Given task: Please put the lines from the line with "Report one point per instance of the power" to the line with "[(660, 622), (633, 368)]" into a Markdown table with the columns Row and Line. Number each row and leave out any blank lines.

════

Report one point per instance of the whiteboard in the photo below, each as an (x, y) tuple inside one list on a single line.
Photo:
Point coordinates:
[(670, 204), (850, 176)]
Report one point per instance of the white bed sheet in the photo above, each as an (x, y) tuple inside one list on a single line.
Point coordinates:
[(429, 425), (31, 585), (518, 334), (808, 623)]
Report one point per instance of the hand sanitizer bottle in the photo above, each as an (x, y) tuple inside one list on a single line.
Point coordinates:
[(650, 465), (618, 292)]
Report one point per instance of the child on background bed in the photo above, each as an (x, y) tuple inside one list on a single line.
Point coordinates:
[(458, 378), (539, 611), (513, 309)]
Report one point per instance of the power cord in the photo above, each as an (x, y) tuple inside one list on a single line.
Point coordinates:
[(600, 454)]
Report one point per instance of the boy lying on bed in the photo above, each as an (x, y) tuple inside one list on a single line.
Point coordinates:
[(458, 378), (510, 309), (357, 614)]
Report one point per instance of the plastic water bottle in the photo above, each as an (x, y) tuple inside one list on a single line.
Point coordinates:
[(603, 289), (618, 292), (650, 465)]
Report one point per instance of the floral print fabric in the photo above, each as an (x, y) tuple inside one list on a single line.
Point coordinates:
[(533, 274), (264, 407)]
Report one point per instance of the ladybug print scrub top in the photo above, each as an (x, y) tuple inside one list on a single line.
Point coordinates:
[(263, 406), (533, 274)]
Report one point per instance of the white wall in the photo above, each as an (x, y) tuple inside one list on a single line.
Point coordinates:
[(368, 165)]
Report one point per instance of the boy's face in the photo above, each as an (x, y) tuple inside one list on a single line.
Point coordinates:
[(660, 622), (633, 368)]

════

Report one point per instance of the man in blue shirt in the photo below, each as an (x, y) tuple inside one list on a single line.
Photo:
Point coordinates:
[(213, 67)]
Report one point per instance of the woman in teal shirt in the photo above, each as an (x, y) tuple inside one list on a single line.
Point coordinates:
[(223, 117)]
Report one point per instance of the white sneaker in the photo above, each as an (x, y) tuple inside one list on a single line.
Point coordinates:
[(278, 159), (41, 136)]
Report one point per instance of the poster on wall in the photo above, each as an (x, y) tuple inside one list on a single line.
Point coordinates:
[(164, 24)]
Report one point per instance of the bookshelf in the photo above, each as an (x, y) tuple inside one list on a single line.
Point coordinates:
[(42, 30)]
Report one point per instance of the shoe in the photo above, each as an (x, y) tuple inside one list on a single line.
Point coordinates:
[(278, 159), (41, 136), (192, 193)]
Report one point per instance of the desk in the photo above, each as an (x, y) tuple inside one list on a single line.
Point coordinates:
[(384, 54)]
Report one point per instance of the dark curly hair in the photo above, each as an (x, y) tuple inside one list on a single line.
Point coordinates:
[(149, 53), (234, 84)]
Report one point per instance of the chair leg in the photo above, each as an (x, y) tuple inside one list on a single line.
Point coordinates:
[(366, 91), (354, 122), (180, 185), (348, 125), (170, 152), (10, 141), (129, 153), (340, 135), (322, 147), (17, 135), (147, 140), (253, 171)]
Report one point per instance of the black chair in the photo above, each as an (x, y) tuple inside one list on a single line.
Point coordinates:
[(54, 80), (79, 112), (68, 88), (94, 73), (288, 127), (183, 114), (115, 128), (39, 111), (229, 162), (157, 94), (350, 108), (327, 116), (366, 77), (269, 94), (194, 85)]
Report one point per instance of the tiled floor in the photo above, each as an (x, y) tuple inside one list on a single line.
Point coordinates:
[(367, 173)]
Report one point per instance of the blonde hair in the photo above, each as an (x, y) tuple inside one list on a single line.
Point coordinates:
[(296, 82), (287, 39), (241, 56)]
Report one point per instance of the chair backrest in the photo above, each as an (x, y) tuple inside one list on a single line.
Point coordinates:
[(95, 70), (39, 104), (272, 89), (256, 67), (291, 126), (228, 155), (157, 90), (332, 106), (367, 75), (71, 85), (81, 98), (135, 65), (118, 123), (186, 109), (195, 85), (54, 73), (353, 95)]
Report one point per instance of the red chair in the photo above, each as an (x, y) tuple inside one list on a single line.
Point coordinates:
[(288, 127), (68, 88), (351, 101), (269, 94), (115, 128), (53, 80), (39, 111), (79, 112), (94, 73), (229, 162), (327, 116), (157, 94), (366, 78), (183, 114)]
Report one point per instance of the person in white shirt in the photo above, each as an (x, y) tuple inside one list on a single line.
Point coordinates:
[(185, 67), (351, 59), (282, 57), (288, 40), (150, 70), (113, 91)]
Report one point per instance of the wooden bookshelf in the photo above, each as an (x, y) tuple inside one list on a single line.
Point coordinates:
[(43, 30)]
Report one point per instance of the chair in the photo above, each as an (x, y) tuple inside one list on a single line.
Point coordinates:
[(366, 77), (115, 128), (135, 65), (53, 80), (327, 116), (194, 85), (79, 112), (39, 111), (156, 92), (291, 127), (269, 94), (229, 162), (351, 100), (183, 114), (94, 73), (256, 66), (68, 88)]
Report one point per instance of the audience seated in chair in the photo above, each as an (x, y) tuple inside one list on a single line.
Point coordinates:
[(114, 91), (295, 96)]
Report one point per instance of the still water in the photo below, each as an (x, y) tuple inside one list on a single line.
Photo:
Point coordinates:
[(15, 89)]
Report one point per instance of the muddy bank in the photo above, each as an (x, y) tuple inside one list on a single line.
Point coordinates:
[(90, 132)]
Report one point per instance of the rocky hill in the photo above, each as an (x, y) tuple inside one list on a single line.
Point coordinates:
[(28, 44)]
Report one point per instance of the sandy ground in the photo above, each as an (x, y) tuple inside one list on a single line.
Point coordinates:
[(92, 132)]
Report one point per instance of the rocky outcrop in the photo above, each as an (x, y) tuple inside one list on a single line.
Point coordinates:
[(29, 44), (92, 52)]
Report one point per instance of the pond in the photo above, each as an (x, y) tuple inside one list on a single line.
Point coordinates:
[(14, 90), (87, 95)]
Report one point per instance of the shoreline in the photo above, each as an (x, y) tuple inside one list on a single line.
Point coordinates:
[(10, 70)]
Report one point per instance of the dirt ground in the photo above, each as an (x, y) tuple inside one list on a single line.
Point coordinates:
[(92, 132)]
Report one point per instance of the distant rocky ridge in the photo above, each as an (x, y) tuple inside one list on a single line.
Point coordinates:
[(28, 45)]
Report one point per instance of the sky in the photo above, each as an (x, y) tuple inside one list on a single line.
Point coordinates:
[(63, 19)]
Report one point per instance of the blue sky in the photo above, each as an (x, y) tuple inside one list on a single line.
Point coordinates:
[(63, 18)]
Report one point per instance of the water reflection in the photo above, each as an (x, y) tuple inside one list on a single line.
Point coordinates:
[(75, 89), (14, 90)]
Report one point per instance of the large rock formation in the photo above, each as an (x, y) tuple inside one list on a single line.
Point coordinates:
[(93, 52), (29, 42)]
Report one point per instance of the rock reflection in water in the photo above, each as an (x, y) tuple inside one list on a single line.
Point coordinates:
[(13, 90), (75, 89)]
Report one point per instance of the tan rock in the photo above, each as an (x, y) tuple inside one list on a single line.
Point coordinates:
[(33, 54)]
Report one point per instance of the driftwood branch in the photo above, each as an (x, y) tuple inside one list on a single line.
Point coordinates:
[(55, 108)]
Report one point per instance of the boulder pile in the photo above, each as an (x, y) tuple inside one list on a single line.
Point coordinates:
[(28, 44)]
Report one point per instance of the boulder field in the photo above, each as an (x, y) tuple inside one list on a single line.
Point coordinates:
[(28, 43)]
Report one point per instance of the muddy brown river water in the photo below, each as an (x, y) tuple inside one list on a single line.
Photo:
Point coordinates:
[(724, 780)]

════

Answer:
| Row | Line |
|---|---|
| 1 | Report one point per instance of the power cord in the photo above, each as an (x, y) tuple inside one list on a single line. |
| 2 | Point coordinates: |
| 3 | [(600, 454)] |
| 4 | Report one point per instance of the boy lying on bed in the photo above, each as an (x, y) tuple inside one list on a single line. |
| 5 | Point coordinates: |
| 6 | [(458, 378), (510, 309), (357, 614)] |
| 7 | Report one point per instance of the plastic water bottle in the photo above, each as an (x, y) tuple inside one list on a single line. |
| 8 | Point coordinates: |
| 9 | [(603, 289), (618, 292), (650, 465)] |
| 10 | Report one point per instance of the floral print fabric in the photo above, each as an (x, y) tuple inside one list on a single line. |
| 11 | Point coordinates: |
| 12 | [(533, 274), (264, 407)] |
| 13 | Report one point per instance of the ladybug print scrub top in the photo above, each as an (x, y) tuple inside one list on a single line. |
| 14 | Point coordinates: |
| 15 | [(263, 406), (533, 274)] |
| 16 | Report one point per instance of the white wall in the photo above, each as an (x, y) tuple inside one list on a single line. |
| 17 | Point coordinates: |
| 18 | [(368, 165)] |
| 19 | Report one point per instance of the boy's face in the photo above, each as an (x, y) tuple inside one list on a single line. |
| 20 | Point coordinates: |
| 21 | [(660, 622), (633, 368)] |